▶ [Prompt A]:
Answer these questions about the essay on women editors:
(i) Whose assessment of the feminine condition does the writer recall?
(ii) How many titles does Hearst Magazines publish in the U.S.?
(iii) Who is the Features Editor of ESSENCE?
▶ [Prompt B]:
Proceed with the essay on women editors from where it stops.

In my day to day life, I hate to bother people. My voice shrinks when making requests, from the passage of salt at the dinner table to the lowering of volume when gathered around the TV. On this, the three year of the groundbreaking album BEYONCÉ, I’m reminded of Chimamanda Adichie’s scarily accurate assessment of the feminine condition: women are, in fact taught to shrink themselves—to make themselves smaller.
But, as a journalist, I’ve learned to be as bothersome as they come.
This weekend, some boss women-editors of some of our nation’s top publications told me and the ELLE.com Scholars that that was perfectly okay.
“We talk to millions of people every day, and that’s an extremely powerful position to be in,” Chloe Schama, the executive editor of ELLE.com, explained to our cohort. Hearst Magazines, ELLE and ELLE.com’s parent company, is one of the world’s largest media corporations. It publishes 21 titles in the U.S. and more than 300 internationally. Schama’s role in the Hearst machine is largely to shape the long and short term projects of ELLE.com staff writers—and freelancers. I was especially interested in how Schama interacted with freelancers.
Some publications, like ESSENCE, explained the magazine’s Features Editor Lauren Williams, have their pages filled almost exclusively by freelance writers. As a graduating senior, this is a world I’m preparing to navigate. As a dreamer, so is the role of executive editor.
Schama explained that when freelancers are needed, she often referrers to a slate of writers that she knows and trusts, but that she also seeks out writers that she admires. She could have read them in major magazines or blogs, or she could have simply encountered them on Twitter. Regardless, it is her job to fearlessly reach out to strangers.

Saved entries:

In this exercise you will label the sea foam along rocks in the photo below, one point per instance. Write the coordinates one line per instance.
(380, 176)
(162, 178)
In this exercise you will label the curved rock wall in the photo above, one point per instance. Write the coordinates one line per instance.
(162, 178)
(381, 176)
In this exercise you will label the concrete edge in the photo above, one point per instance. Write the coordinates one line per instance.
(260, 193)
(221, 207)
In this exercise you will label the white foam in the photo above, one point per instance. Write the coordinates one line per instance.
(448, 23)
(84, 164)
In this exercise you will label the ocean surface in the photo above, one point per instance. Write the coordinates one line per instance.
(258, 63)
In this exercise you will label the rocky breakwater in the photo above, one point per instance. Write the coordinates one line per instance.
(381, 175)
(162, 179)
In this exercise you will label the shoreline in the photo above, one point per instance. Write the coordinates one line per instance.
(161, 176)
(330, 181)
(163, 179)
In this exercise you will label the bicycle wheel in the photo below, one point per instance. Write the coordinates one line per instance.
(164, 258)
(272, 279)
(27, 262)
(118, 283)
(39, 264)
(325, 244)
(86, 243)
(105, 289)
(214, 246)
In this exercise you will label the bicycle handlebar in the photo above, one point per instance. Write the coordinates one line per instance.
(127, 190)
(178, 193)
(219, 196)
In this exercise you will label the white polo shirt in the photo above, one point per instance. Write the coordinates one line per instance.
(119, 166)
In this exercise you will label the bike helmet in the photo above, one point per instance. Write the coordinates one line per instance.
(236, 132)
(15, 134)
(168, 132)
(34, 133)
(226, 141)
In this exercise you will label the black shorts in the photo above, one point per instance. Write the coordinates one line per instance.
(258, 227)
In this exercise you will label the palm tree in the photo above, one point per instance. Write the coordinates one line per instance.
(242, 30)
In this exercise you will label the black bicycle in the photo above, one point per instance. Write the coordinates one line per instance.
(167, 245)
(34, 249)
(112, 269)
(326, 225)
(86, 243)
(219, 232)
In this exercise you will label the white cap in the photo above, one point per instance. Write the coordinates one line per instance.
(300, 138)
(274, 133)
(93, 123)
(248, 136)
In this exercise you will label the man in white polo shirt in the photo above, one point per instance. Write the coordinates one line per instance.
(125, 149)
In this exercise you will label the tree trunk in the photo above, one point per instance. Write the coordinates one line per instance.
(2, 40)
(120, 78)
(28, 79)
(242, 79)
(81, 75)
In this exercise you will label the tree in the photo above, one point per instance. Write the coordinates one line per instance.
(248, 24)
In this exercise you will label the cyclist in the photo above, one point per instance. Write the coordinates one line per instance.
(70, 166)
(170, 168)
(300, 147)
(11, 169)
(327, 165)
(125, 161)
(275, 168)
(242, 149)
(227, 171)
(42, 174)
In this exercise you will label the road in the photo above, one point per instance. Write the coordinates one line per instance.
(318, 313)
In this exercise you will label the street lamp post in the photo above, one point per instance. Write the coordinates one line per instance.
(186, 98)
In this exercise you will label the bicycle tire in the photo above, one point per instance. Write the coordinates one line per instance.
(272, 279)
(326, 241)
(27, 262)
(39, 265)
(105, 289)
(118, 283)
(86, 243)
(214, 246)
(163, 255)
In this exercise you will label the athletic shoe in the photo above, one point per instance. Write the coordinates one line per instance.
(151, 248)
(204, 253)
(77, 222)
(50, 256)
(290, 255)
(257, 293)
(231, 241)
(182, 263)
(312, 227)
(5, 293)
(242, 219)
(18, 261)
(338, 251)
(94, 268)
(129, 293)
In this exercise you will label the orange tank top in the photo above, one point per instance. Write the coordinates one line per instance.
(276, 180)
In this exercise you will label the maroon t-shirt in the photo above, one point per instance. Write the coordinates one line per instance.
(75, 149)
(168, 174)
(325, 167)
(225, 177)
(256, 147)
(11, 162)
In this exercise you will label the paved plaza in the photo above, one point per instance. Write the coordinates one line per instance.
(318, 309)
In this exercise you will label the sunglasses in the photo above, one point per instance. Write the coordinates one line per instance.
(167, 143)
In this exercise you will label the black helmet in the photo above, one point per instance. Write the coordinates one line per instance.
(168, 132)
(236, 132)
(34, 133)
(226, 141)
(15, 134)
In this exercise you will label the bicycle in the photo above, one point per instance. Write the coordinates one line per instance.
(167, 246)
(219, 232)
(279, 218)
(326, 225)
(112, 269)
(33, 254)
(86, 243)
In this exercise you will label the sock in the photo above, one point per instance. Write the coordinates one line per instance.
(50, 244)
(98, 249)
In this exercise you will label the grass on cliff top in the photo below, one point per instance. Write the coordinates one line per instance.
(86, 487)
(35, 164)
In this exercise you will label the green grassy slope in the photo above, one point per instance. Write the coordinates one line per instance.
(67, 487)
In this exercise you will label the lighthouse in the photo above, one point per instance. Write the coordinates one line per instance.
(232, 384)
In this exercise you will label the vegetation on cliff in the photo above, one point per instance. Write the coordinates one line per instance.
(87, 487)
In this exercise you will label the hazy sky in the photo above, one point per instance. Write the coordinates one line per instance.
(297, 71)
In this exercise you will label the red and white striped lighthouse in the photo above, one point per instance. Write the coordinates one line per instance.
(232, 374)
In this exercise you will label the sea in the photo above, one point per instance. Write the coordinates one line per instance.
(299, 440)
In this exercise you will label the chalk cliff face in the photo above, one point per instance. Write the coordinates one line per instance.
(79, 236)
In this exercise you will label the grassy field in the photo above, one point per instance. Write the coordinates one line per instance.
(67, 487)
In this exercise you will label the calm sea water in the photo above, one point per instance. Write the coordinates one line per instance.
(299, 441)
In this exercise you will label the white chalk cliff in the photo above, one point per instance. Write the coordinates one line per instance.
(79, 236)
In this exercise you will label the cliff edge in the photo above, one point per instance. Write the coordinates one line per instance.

▶ [Exercise result A]:
(i) Chimamanda Adichie's
(ii) 21
(iii) Lauren Williams

▶ [Exercise result B]:
As writers, she told the scholars, it is also our job to fearlessly reach out to editors. Fear not the professional DM slide! Schama encouraged us to submit pitches—or story ideas—to the administrators of our favorite media websites. And, she insisted, if we didn’t hear from the editors within a few days, reach out again. And maybe, one more time after that. Running a web magazine is busy, time consuming, email-attracting work. Messages get buried in her inbox all the time, said Schama. If we, budding journalists, want our voices heard, we’re going to have to be louder than the noise of the jam packed lives of editors. We’re going to have to bother them.
Make people bother
Leah Chernikoff, the website director of ELLE.com, said that the goal of site is to embody the spirit of its readers—smart, engaging, whimsical. Sometimes, it’s easy to visit ELLE.com and get caught up in the whimsical part—news about the Kardashians’ new love interests and new lipsticks to try.
However, ELLE.com is also dedicated to truth telling—and engaging its readers in truths that are not always fun or comfortable. They strive to address the social and political realities of American women from all walks of life. They did this with their Flint is Family multimedia project that profiled three generations of women in the midst of the Michigan’s town horrific water crisis. They even do it while writing about jeans. Good publications, I’m learning, are all about making people bother to care about what the publishers care about. Chernikoff says this is where she finds the most joy in her work—“working on projects that really matter.”
Chernikoff and Brooke Siegel, Executive Director of Editorial Strategy at Hearst Digital Media, also emphasized that we must bother to go the extra mile for those stories. We must push ourselves, said Siegel, “we must make it our agenda to find the pathos, the emotion, the narrative in our issues that would draw the reader in.” Similarly, ESSENCE’s Lauren Williams pointed out that as a monthly publication, ESSENCE is “never going to break news,” making it critical that she and her writers do everything they can to give relatively old stories new life.
Williams is dedicated to the idea of writing about what we believe in, and writing it strategically.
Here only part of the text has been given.